- _EXERCISE REQUIREMENTS_
Revise the records from the line containing "Where can the overcast" through the end of the records, replacing "parked car" with "stationary car" and leaving everything else unchanged. Return only those lines.

- _TASK DATA_
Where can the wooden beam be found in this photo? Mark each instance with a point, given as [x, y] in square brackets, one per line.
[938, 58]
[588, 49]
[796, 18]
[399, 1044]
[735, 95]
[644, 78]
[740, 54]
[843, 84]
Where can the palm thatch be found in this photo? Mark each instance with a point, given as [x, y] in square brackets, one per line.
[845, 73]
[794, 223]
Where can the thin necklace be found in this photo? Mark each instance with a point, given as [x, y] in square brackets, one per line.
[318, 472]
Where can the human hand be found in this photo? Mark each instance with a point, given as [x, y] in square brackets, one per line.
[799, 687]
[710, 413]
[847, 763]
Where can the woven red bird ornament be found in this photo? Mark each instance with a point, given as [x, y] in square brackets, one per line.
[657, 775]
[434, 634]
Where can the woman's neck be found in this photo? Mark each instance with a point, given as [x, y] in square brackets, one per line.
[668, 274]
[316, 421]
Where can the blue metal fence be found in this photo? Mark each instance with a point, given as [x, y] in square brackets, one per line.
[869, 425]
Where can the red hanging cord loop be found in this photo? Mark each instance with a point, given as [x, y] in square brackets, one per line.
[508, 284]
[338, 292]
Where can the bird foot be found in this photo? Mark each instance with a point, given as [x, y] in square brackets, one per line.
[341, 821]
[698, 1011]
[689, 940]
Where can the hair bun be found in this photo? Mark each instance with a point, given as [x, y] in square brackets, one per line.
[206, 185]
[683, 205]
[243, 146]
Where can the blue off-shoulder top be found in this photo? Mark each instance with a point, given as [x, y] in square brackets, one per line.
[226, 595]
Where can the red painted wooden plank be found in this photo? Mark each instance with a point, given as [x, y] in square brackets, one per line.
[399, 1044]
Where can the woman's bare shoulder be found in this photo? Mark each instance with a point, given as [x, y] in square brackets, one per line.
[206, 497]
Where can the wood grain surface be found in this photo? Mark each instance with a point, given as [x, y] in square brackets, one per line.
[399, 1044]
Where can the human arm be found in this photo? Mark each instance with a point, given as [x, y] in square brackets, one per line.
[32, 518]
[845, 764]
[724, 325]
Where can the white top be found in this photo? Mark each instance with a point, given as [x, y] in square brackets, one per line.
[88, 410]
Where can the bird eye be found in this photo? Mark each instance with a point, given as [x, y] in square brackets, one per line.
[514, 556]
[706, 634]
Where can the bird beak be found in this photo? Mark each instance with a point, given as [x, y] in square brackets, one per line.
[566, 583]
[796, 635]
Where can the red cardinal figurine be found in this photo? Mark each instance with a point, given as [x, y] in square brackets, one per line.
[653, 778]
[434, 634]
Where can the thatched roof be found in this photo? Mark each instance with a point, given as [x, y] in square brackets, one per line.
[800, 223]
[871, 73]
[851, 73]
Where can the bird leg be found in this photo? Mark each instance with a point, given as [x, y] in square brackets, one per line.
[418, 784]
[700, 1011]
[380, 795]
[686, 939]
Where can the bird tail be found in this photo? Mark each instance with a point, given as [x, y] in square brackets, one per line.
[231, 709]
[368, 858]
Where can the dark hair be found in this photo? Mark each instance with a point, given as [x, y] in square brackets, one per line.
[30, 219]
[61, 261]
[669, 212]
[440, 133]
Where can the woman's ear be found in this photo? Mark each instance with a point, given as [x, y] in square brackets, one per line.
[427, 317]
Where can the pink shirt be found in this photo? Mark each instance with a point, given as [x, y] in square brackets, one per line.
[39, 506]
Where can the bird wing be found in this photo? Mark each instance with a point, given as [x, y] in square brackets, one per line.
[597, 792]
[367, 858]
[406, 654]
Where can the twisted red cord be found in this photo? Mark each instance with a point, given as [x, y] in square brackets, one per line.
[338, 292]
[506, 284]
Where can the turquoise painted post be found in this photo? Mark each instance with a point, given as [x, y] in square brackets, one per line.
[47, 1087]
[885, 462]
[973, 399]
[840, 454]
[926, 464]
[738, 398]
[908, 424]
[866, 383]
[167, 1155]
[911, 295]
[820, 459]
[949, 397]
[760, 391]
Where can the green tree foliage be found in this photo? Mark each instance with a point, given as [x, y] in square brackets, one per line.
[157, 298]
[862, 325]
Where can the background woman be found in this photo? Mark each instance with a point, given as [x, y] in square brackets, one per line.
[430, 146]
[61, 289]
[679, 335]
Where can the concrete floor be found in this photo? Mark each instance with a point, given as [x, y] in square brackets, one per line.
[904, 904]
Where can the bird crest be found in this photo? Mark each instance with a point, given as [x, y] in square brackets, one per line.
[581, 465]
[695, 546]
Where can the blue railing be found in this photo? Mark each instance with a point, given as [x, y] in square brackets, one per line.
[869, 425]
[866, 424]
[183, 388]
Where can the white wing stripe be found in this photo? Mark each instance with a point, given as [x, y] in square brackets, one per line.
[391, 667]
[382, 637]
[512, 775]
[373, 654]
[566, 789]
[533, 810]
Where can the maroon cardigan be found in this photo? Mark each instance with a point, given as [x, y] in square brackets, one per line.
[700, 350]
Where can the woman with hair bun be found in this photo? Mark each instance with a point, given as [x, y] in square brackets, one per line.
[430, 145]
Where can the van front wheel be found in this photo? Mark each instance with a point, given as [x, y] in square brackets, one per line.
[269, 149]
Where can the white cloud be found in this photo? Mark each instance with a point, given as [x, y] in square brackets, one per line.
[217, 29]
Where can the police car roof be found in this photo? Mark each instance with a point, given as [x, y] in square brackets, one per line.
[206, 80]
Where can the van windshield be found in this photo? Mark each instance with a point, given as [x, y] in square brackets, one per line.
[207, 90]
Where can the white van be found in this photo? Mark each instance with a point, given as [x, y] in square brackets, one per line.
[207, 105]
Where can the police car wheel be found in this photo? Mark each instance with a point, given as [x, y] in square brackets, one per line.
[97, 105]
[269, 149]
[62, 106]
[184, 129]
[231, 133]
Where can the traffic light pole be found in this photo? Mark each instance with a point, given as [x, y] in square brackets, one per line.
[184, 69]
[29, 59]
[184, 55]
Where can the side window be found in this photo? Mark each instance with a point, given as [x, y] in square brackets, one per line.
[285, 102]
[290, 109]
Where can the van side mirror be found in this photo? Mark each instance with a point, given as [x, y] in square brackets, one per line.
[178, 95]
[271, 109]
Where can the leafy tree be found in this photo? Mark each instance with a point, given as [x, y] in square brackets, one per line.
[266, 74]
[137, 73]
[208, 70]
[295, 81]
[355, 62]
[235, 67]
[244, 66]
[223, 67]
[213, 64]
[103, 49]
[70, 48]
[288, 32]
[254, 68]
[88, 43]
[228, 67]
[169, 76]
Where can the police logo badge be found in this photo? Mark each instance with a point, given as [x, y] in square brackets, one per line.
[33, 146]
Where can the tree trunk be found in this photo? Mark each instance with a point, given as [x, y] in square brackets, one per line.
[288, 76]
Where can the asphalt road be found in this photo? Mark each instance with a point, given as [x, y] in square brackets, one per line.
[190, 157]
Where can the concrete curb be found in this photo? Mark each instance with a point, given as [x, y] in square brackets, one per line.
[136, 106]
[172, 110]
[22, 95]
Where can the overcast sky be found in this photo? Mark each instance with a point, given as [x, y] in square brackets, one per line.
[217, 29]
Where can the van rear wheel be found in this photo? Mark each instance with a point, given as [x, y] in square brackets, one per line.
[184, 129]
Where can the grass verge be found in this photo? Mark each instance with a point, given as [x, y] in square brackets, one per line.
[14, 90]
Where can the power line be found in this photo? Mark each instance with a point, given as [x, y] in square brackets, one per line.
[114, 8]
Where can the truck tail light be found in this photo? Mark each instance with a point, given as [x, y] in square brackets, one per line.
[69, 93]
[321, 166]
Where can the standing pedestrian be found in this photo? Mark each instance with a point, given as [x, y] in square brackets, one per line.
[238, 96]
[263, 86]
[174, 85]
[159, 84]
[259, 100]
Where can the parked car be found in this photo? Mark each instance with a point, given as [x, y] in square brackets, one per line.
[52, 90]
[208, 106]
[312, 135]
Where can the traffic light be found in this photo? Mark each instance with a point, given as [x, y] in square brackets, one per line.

- _RESULT OF THE TASK_
Where can the overcast sky be found in this photo? Mark each instance with a point, given as [x, y] in square brackets, one per line.
[217, 29]
Where can the van rear wheel be found in this photo? Mark each instance with a point, given as [x, y] in square brackets, one per line.
[184, 129]
Where can the grass verge be found in this photo? Mark each instance with a point, given as [x, y] in square brackets, one per line.
[14, 90]
Where can the power line be found in this photo? Mark each instance with a point, given as [x, y] in square brackets, one per line.
[114, 8]
Where can the truck tail light be found in this photo? Mark each instance with a point, given as [x, y] in square brackets, one per line.
[69, 93]
[321, 166]
Where can the standing pedestrian be found in this photo? Mark each instance with a point, given as [x, y] in square brackets, one per line.
[238, 96]
[263, 86]
[174, 85]
[159, 84]
[259, 100]
Where can the stationary car be found in this photo? Mark each instance with a point, given as [x, y] in square brackets, one per line.
[52, 90]
[208, 106]
[312, 135]
Where can the traffic light be found in this photo? Mark each instance with a point, given as [x, y] in square brackets, one per line.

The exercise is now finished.